## Set exercise:
Beginning with the line in which "Target: red lip" appears, transcribe each line word for word until the records end. Do not include pictures.

··· Record list ···

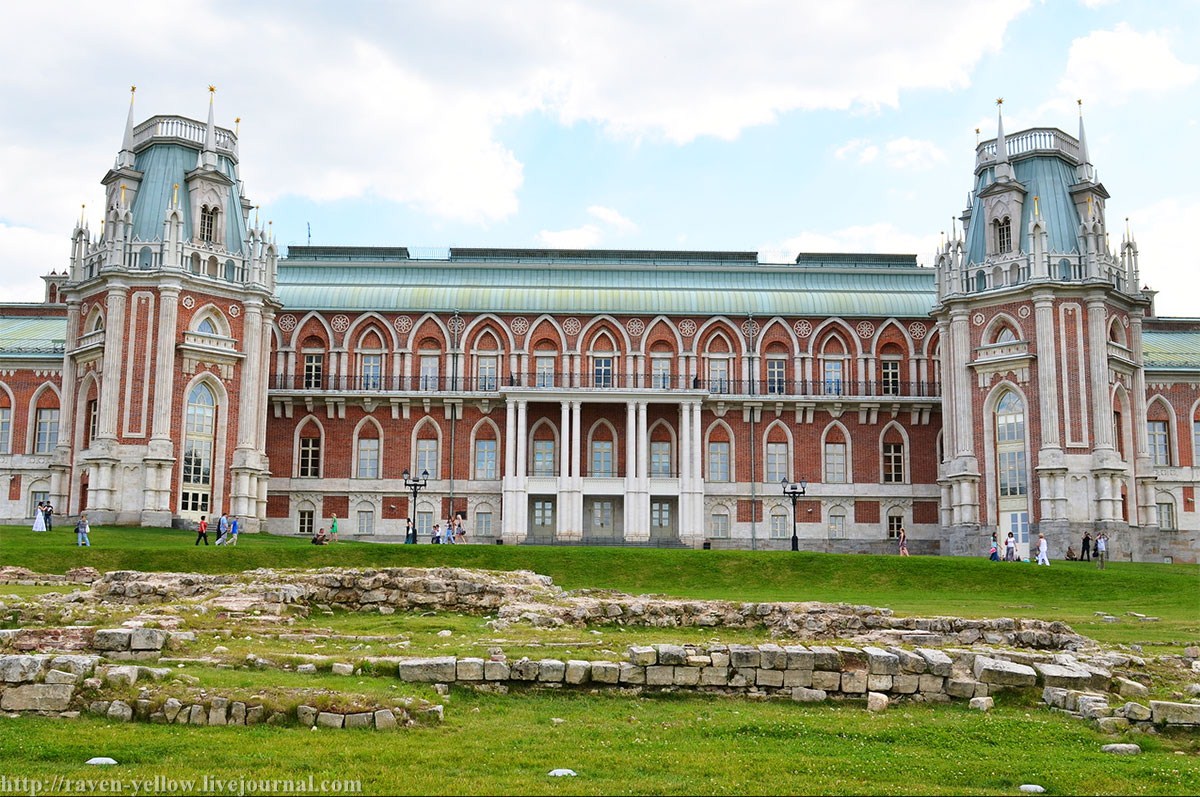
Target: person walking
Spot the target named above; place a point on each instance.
(82, 529)
(1043, 551)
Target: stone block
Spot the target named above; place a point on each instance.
(936, 663)
(147, 639)
(772, 657)
(37, 697)
(605, 672)
(112, 639)
(577, 671)
(360, 719)
(826, 681)
(642, 654)
(881, 663)
(469, 669)
(804, 695)
(659, 675)
(1170, 713)
(1003, 673)
(853, 682)
(21, 669)
(330, 719)
(427, 670)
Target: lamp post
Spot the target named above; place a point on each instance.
(795, 490)
(415, 485)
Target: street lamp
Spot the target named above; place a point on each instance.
(795, 491)
(415, 485)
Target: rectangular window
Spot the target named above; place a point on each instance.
(893, 463)
(487, 373)
(544, 457)
(545, 371)
(1012, 473)
(777, 382)
(313, 371)
(889, 377)
(835, 462)
(1159, 443)
(718, 461)
(310, 457)
(544, 514)
(430, 372)
(777, 462)
(427, 457)
(372, 371)
(660, 459)
(833, 377)
(601, 371)
(47, 435)
(660, 372)
(601, 459)
(718, 375)
(485, 459)
(369, 457)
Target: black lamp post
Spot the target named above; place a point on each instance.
(415, 485)
(795, 491)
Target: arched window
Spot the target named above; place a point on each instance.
(199, 438)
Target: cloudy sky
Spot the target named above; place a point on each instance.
(642, 124)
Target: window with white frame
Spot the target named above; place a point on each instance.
(660, 459)
(1159, 442)
(485, 460)
(544, 459)
(835, 462)
(545, 370)
(427, 457)
(777, 375)
(777, 462)
(369, 457)
(718, 461)
(719, 523)
(46, 430)
(601, 459)
(893, 463)
(487, 372)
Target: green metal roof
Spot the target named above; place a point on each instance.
(33, 335)
(1171, 348)
(624, 286)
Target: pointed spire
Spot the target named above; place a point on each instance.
(125, 157)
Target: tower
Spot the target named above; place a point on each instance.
(168, 317)
(1045, 396)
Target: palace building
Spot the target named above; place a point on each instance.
(180, 366)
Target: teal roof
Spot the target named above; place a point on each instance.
(1049, 179)
(624, 286)
(33, 335)
(1171, 348)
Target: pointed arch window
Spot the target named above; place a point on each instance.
(199, 439)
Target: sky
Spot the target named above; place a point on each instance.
(762, 126)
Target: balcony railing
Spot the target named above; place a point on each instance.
(544, 381)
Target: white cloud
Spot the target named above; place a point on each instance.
(1115, 65)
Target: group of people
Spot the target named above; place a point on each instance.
(227, 529)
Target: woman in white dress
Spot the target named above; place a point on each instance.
(40, 519)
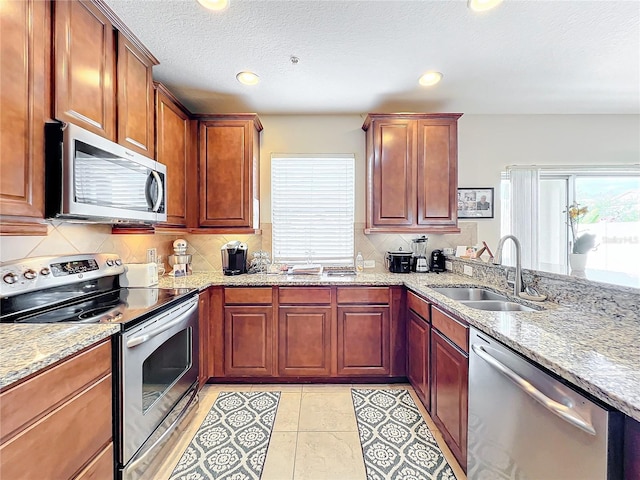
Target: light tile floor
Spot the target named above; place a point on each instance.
(315, 435)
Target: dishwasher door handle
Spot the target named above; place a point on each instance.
(559, 409)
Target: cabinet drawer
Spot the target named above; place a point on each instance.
(418, 305)
(59, 444)
(26, 402)
(365, 295)
(304, 296)
(453, 329)
(247, 296)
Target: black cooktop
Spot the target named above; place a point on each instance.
(124, 306)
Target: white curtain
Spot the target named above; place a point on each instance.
(524, 212)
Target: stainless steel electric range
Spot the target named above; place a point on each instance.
(155, 353)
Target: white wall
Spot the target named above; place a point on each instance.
(487, 144)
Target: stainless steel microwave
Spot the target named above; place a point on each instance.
(91, 179)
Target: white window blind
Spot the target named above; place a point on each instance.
(312, 208)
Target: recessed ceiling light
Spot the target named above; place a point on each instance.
(214, 4)
(430, 78)
(483, 5)
(248, 78)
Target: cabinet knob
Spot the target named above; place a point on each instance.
(30, 274)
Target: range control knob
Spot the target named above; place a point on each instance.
(30, 274)
(10, 278)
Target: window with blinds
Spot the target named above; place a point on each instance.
(312, 208)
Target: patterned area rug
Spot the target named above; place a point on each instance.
(231, 443)
(396, 443)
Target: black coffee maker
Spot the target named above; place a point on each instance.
(437, 261)
(234, 258)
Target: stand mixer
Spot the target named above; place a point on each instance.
(419, 250)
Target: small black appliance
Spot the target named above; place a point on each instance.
(398, 262)
(234, 258)
(437, 261)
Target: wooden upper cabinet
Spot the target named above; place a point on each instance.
(437, 172)
(412, 175)
(135, 98)
(229, 172)
(85, 59)
(394, 172)
(175, 148)
(24, 86)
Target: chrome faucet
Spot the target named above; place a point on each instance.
(518, 284)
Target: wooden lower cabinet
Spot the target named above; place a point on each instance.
(418, 349)
(58, 423)
(449, 393)
(248, 341)
(363, 340)
(304, 341)
(203, 338)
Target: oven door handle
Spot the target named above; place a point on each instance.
(194, 395)
(135, 341)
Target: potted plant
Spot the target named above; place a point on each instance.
(582, 244)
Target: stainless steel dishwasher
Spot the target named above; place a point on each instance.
(525, 424)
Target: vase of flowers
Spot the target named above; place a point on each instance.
(581, 245)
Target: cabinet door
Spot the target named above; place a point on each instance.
(449, 394)
(363, 341)
(203, 337)
(24, 33)
(84, 67)
(135, 99)
(304, 343)
(248, 341)
(228, 173)
(392, 189)
(418, 339)
(174, 148)
(437, 172)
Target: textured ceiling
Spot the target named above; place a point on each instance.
(524, 57)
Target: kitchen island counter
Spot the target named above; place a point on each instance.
(27, 348)
(597, 352)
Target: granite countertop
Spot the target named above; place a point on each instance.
(25, 349)
(598, 353)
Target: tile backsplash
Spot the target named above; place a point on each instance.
(72, 238)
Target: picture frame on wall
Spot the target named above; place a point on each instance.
(475, 202)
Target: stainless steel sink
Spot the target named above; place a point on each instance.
(497, 306)
(482, 299)
(469, 293)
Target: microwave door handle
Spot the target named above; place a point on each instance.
(159, 191)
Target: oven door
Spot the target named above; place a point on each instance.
(158, 366)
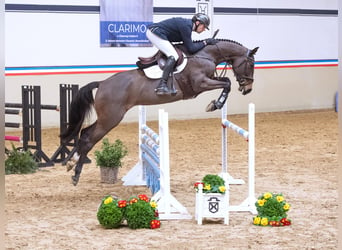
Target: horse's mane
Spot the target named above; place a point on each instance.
(222, 40)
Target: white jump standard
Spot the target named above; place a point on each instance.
(249, 203)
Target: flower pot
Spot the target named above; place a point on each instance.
(109, 175)
(212, 205)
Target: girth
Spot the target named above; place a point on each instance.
(158, 58)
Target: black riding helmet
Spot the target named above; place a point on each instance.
(202, 18)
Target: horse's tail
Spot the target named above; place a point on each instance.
(79, 108)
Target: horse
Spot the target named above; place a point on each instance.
(122, 91)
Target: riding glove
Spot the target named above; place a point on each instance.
(210, 41)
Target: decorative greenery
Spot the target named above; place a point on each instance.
(212, 184)
(272, 210)
(111, 154)
(110, 214)
(20, 162)
(139, 212)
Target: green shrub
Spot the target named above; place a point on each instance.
(140, 213)
(20, 162)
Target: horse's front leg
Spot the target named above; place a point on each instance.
(78, 169)
(218, 104)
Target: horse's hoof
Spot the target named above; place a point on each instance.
(74, 180)
(69, 166)
(211, 106)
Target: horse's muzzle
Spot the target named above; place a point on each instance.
(246, 89)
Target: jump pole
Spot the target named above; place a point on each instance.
(168, 206)
(249, 203)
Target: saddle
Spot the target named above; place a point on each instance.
(158, 59)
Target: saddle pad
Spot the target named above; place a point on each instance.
(154, 72)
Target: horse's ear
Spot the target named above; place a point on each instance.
(253, 51)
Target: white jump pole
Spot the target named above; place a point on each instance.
(136, 176)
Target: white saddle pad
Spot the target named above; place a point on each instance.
(154, 72)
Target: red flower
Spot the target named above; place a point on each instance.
(155, 224)
(133, 200)
(197, 183)
(143, 197)
(122, 203)
(156, 213)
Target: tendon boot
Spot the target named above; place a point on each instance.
(162, 88)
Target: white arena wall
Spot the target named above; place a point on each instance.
(296, 65)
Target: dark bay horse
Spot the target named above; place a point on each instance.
(124, 90)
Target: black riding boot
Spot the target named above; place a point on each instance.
(162, 88)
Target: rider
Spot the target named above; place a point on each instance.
(176, 29)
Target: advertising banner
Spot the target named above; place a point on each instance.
(124, 23)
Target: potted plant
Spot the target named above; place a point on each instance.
(212, 198)
(272, 210)
(109, 159)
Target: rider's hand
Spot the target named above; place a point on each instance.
(210, 41)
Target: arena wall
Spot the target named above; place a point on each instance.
(296, 67)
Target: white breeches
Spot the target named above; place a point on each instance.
(163, 45)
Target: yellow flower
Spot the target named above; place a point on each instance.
(222, 189)
(261, 202)
(256, 220)
(286, 206)
(153, 204)
(264, 221)
(267, 195)
(108, 200)
(280, 198)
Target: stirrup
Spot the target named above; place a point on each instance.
(162, 89)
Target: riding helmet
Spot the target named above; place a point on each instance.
(202, 18)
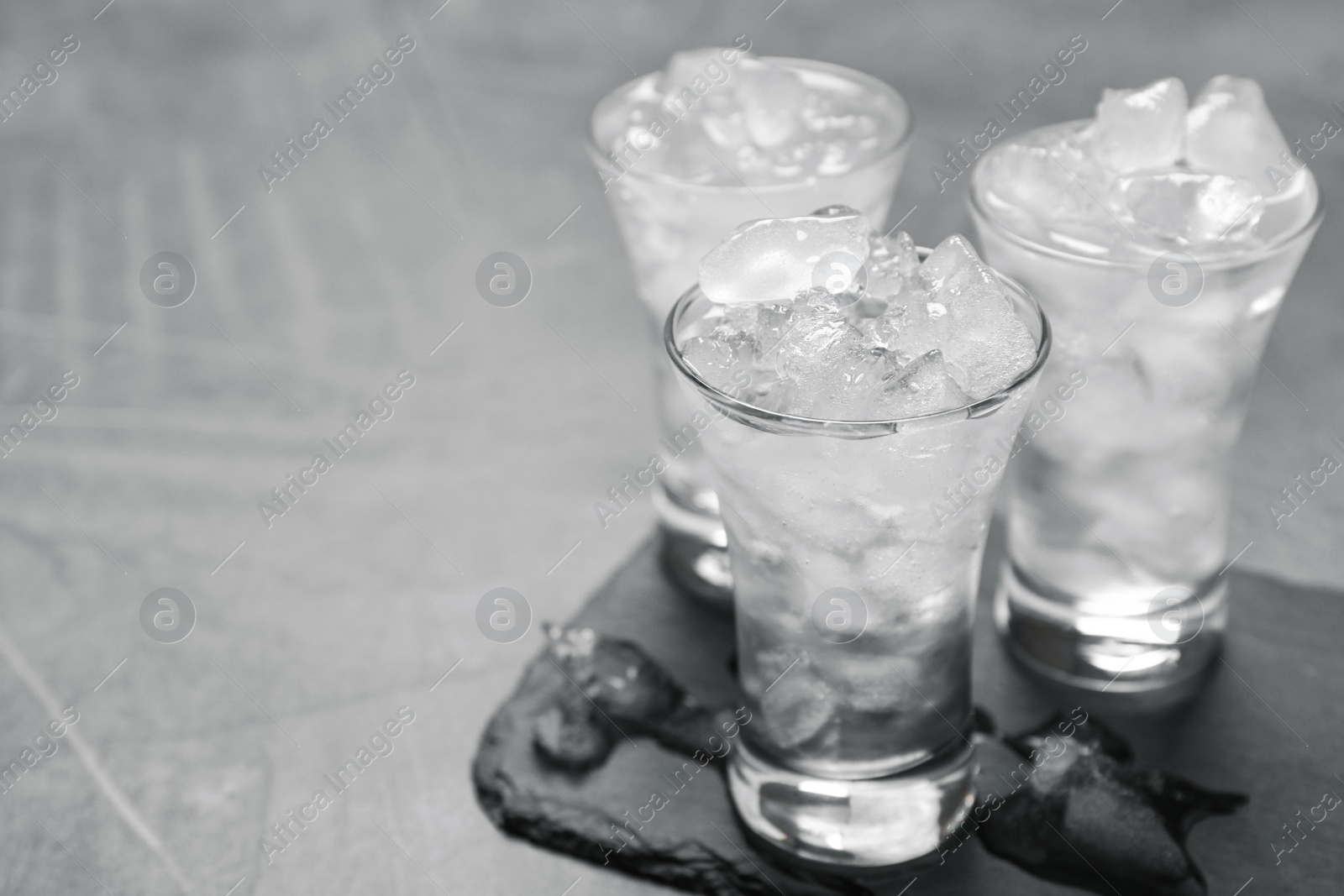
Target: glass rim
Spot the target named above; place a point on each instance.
(1229, 259)
(862, 78)
(797, 425)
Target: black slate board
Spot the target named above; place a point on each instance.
(1267, 725)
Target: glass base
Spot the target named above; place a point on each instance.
(696, 551)
(1163, 647)
(858, 824)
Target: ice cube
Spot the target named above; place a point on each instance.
(891, 264)
(984, 338)
(770, 98)
(917, 328)
(711, 358)
(1231, 132)
(689, 65)
(796, 707)
(840, 389)
(922, 387)
(953, 268)
(1144, 128)
(774, 259)
(1053, 181)
(1189, 208)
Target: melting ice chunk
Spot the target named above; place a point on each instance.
(770, 98)
(796, 707)
(942, 336)
(1189, 208)
(1142, 128)
(1231, 132)
(773, 259)
(921, 387)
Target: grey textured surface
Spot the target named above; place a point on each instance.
(356, 266)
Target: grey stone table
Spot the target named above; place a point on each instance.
(315, 627)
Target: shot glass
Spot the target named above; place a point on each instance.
(1119, 501)
(855, 595)
(667, 226)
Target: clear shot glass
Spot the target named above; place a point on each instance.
(1119, 499)
(667, 226)
(855, 594)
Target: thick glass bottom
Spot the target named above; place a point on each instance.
(859, 824)
(696, 550)
(1113, 647)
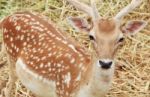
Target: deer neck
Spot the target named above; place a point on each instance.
(99, 82)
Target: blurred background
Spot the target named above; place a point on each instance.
(132, 75)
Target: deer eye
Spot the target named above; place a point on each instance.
(121, 39)
(91, 37)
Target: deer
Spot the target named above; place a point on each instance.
(51, 64)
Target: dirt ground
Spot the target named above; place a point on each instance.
(132, 74)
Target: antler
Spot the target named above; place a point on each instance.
(127, 9)
(92, 11)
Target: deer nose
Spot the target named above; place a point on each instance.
(105, 64)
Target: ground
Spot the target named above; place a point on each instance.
(132, 74)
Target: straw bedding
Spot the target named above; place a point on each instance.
(132, 75)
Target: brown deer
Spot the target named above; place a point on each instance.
(51, 64)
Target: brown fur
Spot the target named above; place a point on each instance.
(106, 25)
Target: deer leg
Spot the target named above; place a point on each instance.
(2, 55)
(12, 78)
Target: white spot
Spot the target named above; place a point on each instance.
(18, 28)
(67, 79)
(78, 77)
(11, 39)
(41, 65)
(72, 60)
(72, 47)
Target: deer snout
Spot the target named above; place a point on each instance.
(105, 64)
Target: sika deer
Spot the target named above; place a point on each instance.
(52, 65)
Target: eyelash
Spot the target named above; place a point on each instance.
(121, 39)
(91, 37)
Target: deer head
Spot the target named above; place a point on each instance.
(106, 34)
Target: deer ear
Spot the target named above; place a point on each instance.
(79, 24)
(134, 26)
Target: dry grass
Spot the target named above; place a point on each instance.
(132, 75)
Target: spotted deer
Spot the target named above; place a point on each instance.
(51, 64)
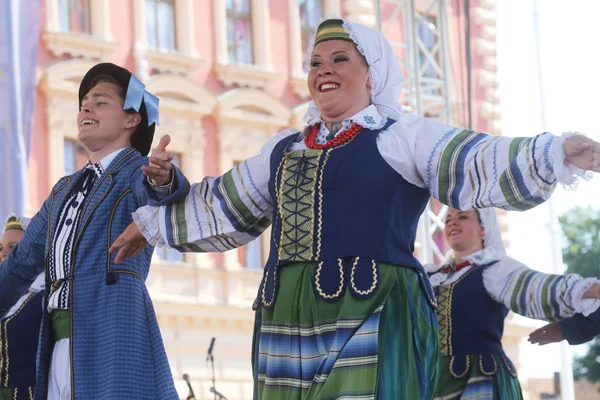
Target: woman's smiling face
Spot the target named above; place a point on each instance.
(338, 80)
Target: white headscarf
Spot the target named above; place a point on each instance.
(385, 73)
(493, 246)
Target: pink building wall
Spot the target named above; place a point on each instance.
(123, 31)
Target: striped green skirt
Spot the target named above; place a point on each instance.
(384, 347)
(475, 385)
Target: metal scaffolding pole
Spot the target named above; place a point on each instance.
(567, 389)
(424, 57)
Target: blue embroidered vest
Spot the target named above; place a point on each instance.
(19, 335)
(471, 323)
(344, 208)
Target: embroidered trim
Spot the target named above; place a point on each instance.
(483, 371)
(375, 278)
(6, 357)
(320, 192)
(509, 365)
(110, 220)
(264, 288)
(318, 283)
(454, 374)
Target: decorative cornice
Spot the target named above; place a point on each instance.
(246, 76)
(172, 62)
(78, 45)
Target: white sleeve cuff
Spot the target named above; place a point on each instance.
(584, 306)
(147, 219)
(567, 175)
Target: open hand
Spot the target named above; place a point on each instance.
(583, 153)
(130, 243)
(159, 170)
(550, 333)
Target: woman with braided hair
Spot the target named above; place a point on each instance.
(475, 290)
(19, 328)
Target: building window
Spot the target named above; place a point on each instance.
(76, 156)
(74, 16)
(160, 24)
(239, 32)
(167, 254)
(311, 12)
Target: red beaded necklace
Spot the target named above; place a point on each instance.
(339, 139)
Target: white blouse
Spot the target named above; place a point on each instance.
(523, 290)
(461, 168)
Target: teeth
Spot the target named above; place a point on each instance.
(328, 86)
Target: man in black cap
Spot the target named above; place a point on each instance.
(99, 337)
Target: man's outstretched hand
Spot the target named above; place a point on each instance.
(550, 333)
(129, 244)
(159, 170)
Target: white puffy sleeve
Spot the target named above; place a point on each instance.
(538, 295)
(466, 169)
(218, 214)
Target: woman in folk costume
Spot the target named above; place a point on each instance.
(344, 309)
(475, 291)
(20, 327)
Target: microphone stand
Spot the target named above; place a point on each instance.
(191, 395)
(211, 359)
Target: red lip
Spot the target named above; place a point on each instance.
(327, 83)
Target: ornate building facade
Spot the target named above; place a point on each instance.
(230, 74)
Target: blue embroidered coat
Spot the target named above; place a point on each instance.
(346, 209)
(116, 347)
(579, 329)
(471, 324)
(19, 335)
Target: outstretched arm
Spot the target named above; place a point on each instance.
(218, 214)
(466, 169)
(25, 261)
(538, 295)
(160, 182)
(576, 329)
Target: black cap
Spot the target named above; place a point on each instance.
(141, 139)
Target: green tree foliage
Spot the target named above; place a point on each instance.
(581, 229)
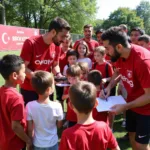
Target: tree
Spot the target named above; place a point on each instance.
(143, 11)
(2, 12)
(38, 13)
(98, 24)
(123, 16)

···

## Task solution:
Target: red lip
Spot the target named above; place a point on each instance.
(327, 83)
Target: ornate building facade
Spot the target named above; place a point on each instance.
(230, 74)
Target: blue embroidered coat
Spot the target named above; place a point on each instance.
(346, 209)
(116, 347)
(579, 329)
(471, 324)
(19, 335)
Target: outstretched arm
Spot the target named above; place a point on each instance.
(218, 214)
(466, 169)
(25, 261)
(538, 295)
(160, 182)
(576, 329)
Target: black cap
Spot the target named above; place a point on each instance.
(141, 139)
Target: green tree foliage
Spot the target named above; place a point on each instance.
(581, 229)
Target: tree
Spot the target named above; place a point on each instance.
(143, 11)
(2, 12)
(38, 13)
(98, 24)
(123, 16)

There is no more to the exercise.